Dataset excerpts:
***

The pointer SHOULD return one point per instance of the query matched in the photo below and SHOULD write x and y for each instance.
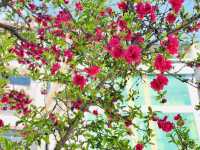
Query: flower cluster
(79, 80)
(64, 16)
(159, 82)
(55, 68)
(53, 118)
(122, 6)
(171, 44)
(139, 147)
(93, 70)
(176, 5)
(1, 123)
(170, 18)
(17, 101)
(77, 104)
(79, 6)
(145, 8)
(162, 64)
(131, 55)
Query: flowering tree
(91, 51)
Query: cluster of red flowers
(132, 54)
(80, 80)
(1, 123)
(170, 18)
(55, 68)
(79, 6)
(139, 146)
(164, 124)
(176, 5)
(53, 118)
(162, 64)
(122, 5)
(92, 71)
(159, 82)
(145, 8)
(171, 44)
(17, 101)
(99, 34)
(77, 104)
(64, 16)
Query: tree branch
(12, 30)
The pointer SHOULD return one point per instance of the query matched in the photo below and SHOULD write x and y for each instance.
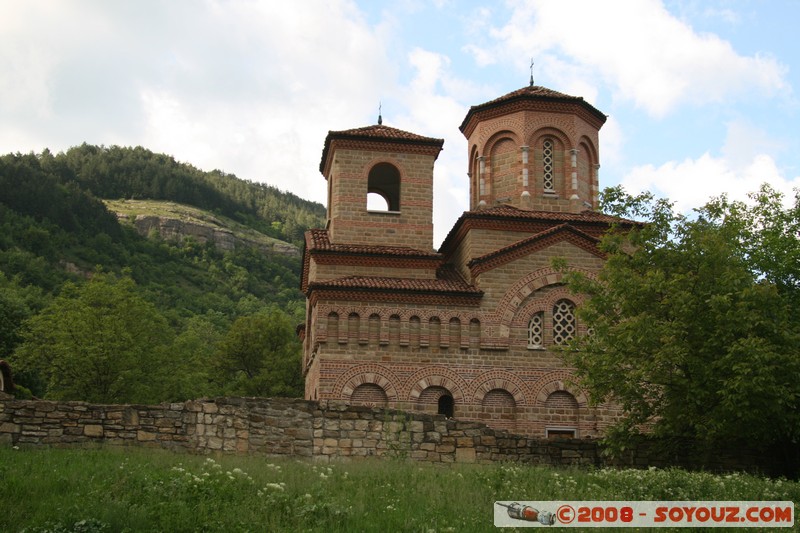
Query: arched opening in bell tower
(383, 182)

***

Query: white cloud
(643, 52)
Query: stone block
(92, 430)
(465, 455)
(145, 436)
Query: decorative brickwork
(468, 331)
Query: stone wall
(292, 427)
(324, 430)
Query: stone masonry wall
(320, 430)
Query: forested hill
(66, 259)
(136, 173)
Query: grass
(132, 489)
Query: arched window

***

# PROMPT
Reproduce only the lines above, starting at the line with "Query: stone wall" and ending at the line with "Query: arched window", exactly as written.

# RESPONSE
Query: stone wall
(292, 427)
(324, 430)
Query: stone masonry wall
(320, 430)
Query: forested hill
(66, 259)
(136, 173)
Query: grass
(132, 489)
Query: arched window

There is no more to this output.